Description of the task: From the line containing "man in light" through the last line of the entries below, repeat each line word for word and leave out the rest.

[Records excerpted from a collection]
++++++++++++++++++++

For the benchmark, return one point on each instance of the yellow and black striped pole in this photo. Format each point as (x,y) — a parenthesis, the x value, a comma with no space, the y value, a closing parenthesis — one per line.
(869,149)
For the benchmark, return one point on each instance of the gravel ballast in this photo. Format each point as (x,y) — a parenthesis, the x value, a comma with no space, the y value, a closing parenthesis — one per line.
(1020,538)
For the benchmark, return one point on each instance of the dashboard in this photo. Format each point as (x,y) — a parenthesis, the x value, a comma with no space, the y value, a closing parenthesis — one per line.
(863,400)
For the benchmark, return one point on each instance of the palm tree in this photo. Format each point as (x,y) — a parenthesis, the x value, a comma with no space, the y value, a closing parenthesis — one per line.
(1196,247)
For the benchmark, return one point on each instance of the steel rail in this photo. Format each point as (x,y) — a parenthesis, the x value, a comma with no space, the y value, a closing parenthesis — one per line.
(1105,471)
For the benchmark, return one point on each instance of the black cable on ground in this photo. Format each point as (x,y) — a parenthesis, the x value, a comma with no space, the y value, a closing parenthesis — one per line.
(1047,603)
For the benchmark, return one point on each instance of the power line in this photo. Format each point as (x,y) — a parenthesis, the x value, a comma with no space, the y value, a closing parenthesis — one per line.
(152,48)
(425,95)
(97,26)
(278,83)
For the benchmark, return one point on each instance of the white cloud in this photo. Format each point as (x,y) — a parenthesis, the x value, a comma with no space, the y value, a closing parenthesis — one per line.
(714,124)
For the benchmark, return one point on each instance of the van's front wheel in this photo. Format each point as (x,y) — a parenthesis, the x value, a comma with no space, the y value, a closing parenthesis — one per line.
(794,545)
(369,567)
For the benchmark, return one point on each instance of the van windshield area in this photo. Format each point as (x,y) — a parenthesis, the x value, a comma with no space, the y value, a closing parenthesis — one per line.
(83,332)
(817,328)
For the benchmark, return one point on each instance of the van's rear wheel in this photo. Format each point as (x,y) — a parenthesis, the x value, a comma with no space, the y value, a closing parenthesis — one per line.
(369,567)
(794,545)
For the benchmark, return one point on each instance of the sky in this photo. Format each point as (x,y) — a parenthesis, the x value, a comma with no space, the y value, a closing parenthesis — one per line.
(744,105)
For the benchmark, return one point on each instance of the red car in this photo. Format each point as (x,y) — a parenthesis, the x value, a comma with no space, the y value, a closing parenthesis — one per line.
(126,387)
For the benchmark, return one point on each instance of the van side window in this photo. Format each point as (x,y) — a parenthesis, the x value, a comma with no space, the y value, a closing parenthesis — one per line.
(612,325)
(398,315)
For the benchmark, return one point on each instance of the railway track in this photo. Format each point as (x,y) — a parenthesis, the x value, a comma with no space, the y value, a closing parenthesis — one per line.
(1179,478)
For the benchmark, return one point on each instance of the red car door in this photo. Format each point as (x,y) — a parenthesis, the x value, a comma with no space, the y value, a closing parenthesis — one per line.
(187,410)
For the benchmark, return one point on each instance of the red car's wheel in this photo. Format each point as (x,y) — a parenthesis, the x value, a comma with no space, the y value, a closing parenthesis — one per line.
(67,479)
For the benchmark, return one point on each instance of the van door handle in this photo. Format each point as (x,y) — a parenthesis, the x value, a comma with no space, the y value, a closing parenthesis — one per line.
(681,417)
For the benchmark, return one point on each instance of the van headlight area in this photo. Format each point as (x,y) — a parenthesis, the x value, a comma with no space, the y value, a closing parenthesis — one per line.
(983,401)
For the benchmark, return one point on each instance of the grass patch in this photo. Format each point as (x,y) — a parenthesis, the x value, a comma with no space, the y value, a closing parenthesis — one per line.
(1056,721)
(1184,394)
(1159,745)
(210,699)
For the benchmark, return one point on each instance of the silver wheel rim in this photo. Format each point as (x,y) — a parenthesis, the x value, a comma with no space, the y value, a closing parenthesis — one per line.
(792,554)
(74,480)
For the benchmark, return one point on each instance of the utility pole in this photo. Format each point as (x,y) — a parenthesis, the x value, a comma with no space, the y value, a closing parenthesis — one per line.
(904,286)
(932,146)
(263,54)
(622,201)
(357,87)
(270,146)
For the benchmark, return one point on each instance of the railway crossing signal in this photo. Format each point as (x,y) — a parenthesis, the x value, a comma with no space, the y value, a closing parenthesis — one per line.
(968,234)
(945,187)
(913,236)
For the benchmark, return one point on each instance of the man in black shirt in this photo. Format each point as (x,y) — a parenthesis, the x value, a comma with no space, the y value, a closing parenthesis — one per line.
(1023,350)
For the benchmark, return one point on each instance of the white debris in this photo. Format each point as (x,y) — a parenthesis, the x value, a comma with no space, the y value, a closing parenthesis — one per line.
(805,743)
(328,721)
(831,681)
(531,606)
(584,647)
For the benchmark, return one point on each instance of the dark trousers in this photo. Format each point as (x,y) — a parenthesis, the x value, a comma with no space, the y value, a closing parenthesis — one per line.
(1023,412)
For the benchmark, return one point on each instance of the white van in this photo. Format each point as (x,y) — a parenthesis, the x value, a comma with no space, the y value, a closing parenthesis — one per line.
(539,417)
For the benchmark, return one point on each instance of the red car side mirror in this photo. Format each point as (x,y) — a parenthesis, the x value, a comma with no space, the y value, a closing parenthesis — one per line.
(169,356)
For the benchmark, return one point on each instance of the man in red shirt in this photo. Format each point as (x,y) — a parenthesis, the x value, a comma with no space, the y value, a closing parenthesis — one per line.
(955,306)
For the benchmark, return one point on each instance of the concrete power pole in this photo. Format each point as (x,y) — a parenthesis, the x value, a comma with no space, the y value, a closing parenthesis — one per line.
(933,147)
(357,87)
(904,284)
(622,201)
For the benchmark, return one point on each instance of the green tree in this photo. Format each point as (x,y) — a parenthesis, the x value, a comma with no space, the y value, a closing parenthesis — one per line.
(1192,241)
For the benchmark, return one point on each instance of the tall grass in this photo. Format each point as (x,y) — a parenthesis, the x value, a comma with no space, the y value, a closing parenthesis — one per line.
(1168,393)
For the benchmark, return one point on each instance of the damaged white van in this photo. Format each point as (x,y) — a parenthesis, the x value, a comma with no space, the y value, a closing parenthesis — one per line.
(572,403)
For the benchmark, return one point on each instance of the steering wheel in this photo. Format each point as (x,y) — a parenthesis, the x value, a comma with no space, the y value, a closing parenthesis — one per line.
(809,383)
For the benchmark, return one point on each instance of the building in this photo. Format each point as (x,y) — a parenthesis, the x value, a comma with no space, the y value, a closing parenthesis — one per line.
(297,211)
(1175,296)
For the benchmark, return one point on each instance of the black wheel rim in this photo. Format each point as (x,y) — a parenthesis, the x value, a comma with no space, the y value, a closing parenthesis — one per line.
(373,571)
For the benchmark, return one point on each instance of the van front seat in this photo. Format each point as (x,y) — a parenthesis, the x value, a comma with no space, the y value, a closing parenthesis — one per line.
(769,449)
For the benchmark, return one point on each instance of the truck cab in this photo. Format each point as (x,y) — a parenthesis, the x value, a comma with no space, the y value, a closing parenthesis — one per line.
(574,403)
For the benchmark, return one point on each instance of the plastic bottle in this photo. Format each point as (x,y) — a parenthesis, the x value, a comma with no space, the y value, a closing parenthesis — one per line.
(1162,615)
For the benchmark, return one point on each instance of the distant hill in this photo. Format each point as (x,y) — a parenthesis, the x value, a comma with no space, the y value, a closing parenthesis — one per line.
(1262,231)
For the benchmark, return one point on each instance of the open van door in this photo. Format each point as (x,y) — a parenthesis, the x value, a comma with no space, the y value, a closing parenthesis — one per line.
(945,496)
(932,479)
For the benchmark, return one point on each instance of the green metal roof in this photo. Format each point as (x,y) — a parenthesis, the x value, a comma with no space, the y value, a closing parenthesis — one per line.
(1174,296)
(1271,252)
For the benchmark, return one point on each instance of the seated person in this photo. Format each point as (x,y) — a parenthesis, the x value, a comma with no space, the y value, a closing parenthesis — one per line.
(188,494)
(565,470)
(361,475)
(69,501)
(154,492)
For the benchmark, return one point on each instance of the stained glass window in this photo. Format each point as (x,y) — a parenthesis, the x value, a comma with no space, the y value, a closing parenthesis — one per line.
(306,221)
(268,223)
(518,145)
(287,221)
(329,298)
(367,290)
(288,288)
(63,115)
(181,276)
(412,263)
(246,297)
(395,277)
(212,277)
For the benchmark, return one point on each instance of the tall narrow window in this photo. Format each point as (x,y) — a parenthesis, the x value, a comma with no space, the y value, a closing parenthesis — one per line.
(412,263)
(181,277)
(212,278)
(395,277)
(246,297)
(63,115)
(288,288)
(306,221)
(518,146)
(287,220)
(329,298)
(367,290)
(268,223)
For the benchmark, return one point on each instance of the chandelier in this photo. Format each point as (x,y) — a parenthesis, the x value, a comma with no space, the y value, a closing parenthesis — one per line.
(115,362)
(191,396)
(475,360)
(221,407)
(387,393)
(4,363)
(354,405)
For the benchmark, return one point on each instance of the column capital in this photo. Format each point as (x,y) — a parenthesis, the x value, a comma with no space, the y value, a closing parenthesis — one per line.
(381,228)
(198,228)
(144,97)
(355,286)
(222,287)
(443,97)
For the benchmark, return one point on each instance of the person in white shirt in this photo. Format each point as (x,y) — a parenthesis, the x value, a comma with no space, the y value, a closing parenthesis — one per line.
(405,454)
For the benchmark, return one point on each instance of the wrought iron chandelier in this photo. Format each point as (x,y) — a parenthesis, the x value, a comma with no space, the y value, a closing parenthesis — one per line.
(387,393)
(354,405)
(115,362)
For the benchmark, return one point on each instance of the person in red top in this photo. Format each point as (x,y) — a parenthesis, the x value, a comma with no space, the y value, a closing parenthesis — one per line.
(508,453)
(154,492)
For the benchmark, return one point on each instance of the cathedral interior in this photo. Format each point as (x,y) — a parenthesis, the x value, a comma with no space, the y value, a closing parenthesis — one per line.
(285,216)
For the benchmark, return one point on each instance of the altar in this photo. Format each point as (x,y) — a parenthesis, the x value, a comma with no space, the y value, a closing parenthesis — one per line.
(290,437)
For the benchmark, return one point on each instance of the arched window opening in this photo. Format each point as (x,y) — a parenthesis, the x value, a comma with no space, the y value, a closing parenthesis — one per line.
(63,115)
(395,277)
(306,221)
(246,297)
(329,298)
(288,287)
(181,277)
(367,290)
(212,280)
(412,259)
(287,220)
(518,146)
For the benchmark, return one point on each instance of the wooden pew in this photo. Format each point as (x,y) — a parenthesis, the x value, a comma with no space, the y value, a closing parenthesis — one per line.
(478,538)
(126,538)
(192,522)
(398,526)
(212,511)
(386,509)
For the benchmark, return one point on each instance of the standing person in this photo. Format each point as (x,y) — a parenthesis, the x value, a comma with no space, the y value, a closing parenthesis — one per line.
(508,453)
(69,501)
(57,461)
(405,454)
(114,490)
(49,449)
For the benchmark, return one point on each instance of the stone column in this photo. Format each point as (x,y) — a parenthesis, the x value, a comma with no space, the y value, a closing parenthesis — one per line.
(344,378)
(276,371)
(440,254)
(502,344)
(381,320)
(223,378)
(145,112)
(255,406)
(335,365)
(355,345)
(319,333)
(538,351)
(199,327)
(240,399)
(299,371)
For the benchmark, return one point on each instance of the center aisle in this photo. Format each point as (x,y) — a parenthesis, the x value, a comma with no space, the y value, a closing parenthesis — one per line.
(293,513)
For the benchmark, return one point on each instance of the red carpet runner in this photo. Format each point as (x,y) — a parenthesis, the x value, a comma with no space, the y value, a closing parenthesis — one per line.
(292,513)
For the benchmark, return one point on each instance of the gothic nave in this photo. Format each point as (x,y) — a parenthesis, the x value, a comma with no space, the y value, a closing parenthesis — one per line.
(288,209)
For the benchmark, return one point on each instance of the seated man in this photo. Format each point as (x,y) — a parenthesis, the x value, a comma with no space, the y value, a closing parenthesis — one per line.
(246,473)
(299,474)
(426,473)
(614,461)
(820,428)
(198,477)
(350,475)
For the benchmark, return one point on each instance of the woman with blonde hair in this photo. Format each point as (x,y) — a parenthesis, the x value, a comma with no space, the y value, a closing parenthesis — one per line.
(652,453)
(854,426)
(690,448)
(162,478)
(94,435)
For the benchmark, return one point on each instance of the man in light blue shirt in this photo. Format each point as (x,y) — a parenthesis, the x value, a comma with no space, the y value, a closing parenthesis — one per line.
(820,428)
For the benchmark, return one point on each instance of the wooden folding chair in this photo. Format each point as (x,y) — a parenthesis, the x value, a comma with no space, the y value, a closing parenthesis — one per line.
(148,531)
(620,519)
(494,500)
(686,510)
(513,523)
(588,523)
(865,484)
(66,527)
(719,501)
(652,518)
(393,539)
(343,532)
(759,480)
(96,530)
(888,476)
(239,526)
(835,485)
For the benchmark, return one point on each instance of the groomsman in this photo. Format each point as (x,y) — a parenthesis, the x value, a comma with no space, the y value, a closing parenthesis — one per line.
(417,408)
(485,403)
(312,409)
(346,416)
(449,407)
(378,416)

++++++++++++++++++++

Exercise response:
For the benchmark, return one point on each instance of the man in light blue shirt in this photo. Format each point as (x,y) — a parenthesis, the x value, a comma with no space, the y value, a closing parenthesis — one per line.
(820,428)
For the benchmark, return one point on each instance of the wooden folding chair in this photo. Format each point as (x,y) — a parenthesis, the x value, a comma with no space, the y value, a closing parenthesis — one per line.
(148,531)
(620,519)
(494,500)
(686,510)
(513,523)
(588,523)
(865,484)
(66,527)
(719,501)
(652,518)
(393,539)
(343,532)
(759,480)
(96,530)
(888,476)
(239,526)
(835,485)
For the benchmark, return one point on each instance of the groomsman in this photo. Format each point as (x,y) — a parenthesis, the x value, a comma with no space, the y value, a closing parenthesis — one per line.
(417,408)
(485,403)
(312,409)
(346,416)
(449,407)
(378,416)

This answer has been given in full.